++++ EXTRACTED TEXT ++++

About the last point – getting the artifacts from the repository, this possible with JFrog’s JavaFX plugin (APL v2) – http://wiki.jfrog.org/confluence/display/JP/JavaFX+Maven+Plugin
When using this plugin with the pro version of Artifactory, you also get all jars auto-signed on the repository with a server side key-pair, and you can serve them from Artifactory with a dynamically generated JNLP that includes repository-URLs for all resources. There is a demo of this here: http://wiki.jfrog.org/confluence/display/RTF/WebStart+and+Jar+Signing
I didn’t see a way that the JFrog plugin would let you point the jar resources directly to your repository when I tried it out; I see it can generate relative package-style URLs to the files within the codebase the same as the Codehaus plugin, e.g.
<jar href="com/example/artifact/artifact-1.1.jar"/>
, but what I was trying to accomplish was<jar href="http://repository/release/com/example/artifact/artifact-1.1.jar"/>
. (The demo doesn’t show that either; I don’t think it’s actually allowed.)I’d be hesitant to rely on specific repository software for the signing and JNLP; I like the content of my artifacts to be consistent before deployment and thus independent of the retrieval mechanism. In the right situation I can see it being handy though.
Just noticed a few instances where repository-specific paths slipped into the example; there’s nothing repository- or software-specific about the pattern, so I’ve excised them.

++++ GIVEN MATERIAL ++++

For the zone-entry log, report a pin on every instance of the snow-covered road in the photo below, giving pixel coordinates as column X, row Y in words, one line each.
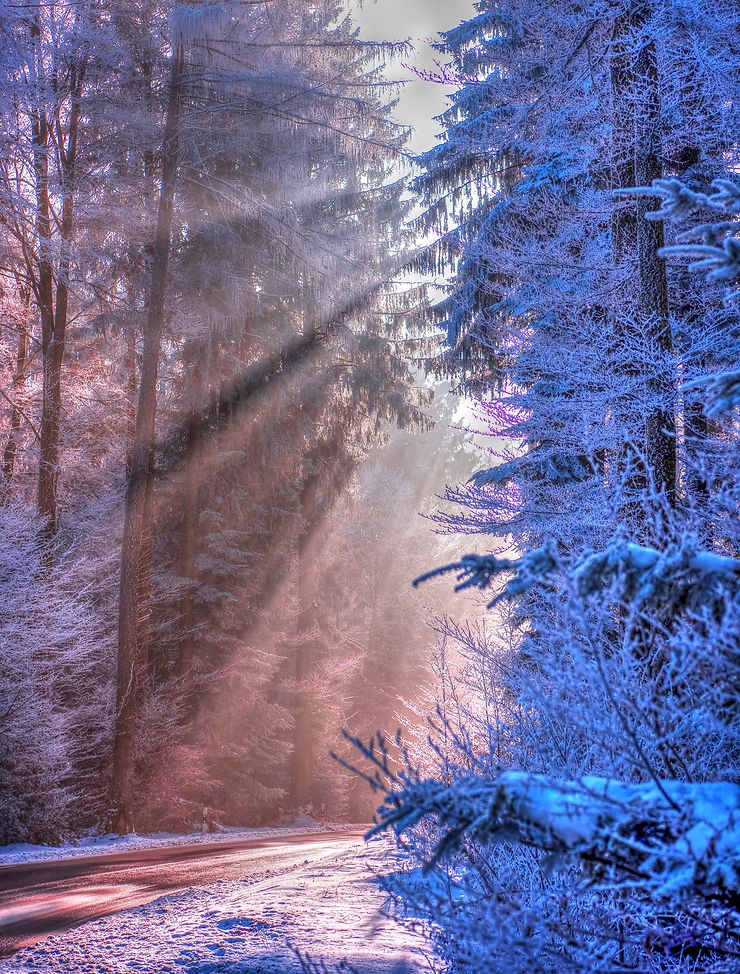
column 316, row 893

++++

== SHORT EXERCISE 1 ==
Answer these questions about the text on the JavaFX Maven plugin, one line each:
(a) Under what license is JFrog's JavaFX plugin offered?
(b) With the pro version of Artifactory, what are the jars signed with?
(c) What did the writer remove from the example?
== SHORT EXERCISE 2 ==
Output the passage of the text on the JavaFX Maven plugin starting at "Just noticed a" and ending at "I’ve excised them.".
== SHORT EXERCISE 3 ==
Rewrite as a short list the paragraph of the text on the JavaFX Maven plugin that begins "When using this plugin with the pro version of Artifactory", keeping its main facts.

== RESULT 1 ==
(a) APL v2
(b) A server side key-pair
(c) Repository-specific paths

== RESULT 2 ==
Just noticed a few instances where repository-specific paths slipped into the example; there’s nothing repository- or software-specific about the pattern, so I’ve excised them.

== RESULT 3 ==
With the JFrog plugin and the pro version of Artifactory:
- All jars are auto-signed on the repository with a server side key-pair.
- The jars can be served from Artifactory with a dynamically generated JNLP that includes repository-URLs for all resources.
- A demo is at http://wiki.jfrog.org/confluence/display/RTF/WebStart+and+Jar+Signing